▶ TEXT BLOCK:
[Start of Attachment]

By Harsh V Pant
If there ever was any doubt, the year 2023 marked the final nail in the coffin for what had remained of the global order. The disarray in the world continued unabated as multiple conflicts shaped the global environment, faultlines sharpened further among major powers, and international institutions continued their debilitating streak. Fragmentation of the global economic order accelerated as emerging technologies became the most important determinant of the international balance of power. A leadership void at the global level has also contributed to the inability of the extant international system to effectively make provisions for global public goods.
These conflicts are happening at a time when the great power contestation between the US and China is also beginning to sharpen. In more ways than one, the cockpit of this struggle is the Indo-Pacific where tensions continue to be at an all-time high. This global disorder demands a collective leadership that is nowhere to be seen. And this means that the world would be welcoming 2024 with a distinct feeling for foreboding where the assumptions of the past may no longer be enough to ascertain the trends of the future.
The brooding shadow of violence has always defined the parameters for interstate interactions. But the ferocity with which hard power is making its presence felt is also a reflection of the complacency with which certain actors were engaging with global affairs. As China was accumulating hard power, Europe was busy dismantling its military structures. The struggle for the EU to emerge as a relevant actor in global geopolitics today is a reflection of its desire to give up on hard power. And as American adversaries are joining hands, the formidable US military machine is also finding it hard to balance them in multiple theatres.
Not surprisingly, most nations are today trying to fend for their own security by relying on their own capabilities and the Indo-Pacific is the critical theatre where the centre of gravity of global politics and economics has shifted. It is here that military expenditures are booming and defence forces are trying to adapt to new strategic realities. It is in the Indo-Pacific where the EU has been forced to come to terms with its own inadequacies in shaping the regional and global balance of power. Even Germany and Japan have started reassessing their strategic choices with a single-minded focus on their hard power capabilities, standing as a testament to out changing times.

[End of Attachment]

▶ MATERIAL SHOWN:

[Start of Attachment]

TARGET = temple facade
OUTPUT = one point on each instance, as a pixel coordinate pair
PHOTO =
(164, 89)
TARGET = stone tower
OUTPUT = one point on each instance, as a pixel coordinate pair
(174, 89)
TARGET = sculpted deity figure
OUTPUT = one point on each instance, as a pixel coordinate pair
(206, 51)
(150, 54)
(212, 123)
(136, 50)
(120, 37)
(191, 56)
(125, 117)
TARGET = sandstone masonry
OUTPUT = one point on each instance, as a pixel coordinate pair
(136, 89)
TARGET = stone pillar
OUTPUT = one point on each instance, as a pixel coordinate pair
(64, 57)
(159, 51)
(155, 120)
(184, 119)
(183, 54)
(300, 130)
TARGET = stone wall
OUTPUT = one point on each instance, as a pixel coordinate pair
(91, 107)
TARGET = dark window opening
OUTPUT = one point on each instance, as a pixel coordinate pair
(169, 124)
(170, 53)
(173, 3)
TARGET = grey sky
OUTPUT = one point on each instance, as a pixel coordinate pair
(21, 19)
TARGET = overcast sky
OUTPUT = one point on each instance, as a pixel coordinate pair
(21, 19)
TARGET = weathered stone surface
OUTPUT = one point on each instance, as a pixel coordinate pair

[End of Attachment]

▶ AIM OF THE TASK: Summarize the essay on global disorder above in two sentences.

▶ REPLY TO THE EXERCISE: The year 2023 finished off what remained of the global order, as multiple conflicts shaped the world, faultlines among major powers sharpened, international institutions kept weakening, and no collective leadership emerged. With hard power asserting itself and US–China rivalry centered on the Indo-Pacific, nations are relying on their own capabilities, military spending in that region is booming, and even Germany and Japan are reassessing their strategic choices.